TASK PROMPT
Can you copy each of the rows below character for character, without altering anything?

RECORDS SHOWN
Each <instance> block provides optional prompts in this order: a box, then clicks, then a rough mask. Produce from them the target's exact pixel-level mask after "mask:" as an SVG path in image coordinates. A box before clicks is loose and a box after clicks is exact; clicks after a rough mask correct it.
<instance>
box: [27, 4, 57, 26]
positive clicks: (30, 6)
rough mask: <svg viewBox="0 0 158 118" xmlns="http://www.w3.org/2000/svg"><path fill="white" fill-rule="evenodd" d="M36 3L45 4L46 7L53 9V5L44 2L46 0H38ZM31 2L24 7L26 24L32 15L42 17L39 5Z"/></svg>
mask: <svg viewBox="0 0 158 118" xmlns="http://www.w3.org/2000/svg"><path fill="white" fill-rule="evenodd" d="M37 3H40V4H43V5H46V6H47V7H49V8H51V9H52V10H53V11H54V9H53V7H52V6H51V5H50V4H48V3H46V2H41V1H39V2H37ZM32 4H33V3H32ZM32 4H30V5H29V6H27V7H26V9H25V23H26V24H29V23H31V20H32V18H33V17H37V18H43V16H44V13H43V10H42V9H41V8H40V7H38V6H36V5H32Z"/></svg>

THE COMPLETED TASK
Each <instance> block provides optional prompts in this order: a box, then clicks, then a rough mask. Produce from them the target's exact pixel-level mask after "mask:" as an SVG path in image coordinates. A box before clicks is loose and a box after clicks is exact; clicks after a rough mask correct it.
<instance>
box: [27, 4, 57, 26]
positive clicks: (30, 6)
rough mask: <svg viewBox="0 0 158 118" xmlns="http://www.w3.org/2000/svg"><path fill="white" fill-rule="evenodd" d="M36 3L45 4L46 7L53 9V5L44 2L46 0H38ZM31 2L24 7L26 24L32 15L42 17L39 5Z"/></svg>
mask: <svg viewBox="0 0 158 118" xmlns="http://www.w3.org/2000/svg"><path fill="white" fill-rule="evenodd" d="M37 3H40V4H43V5H46V6H47V7H49V8H51V9H52V10H53V11H54V9H53V7H52V6H51V5H50V4H48V3H46V2H41V1H39V2H37ZM32 4H33V3H32ZM32 4H30V5H29V6H27V7H26V9H25V23H26V24H29V23H31V20H32V18H33V17H37V18H43V16H44V13H43V10H42V9H41V8H40V7H38V6H36V5H32Z"/></svg>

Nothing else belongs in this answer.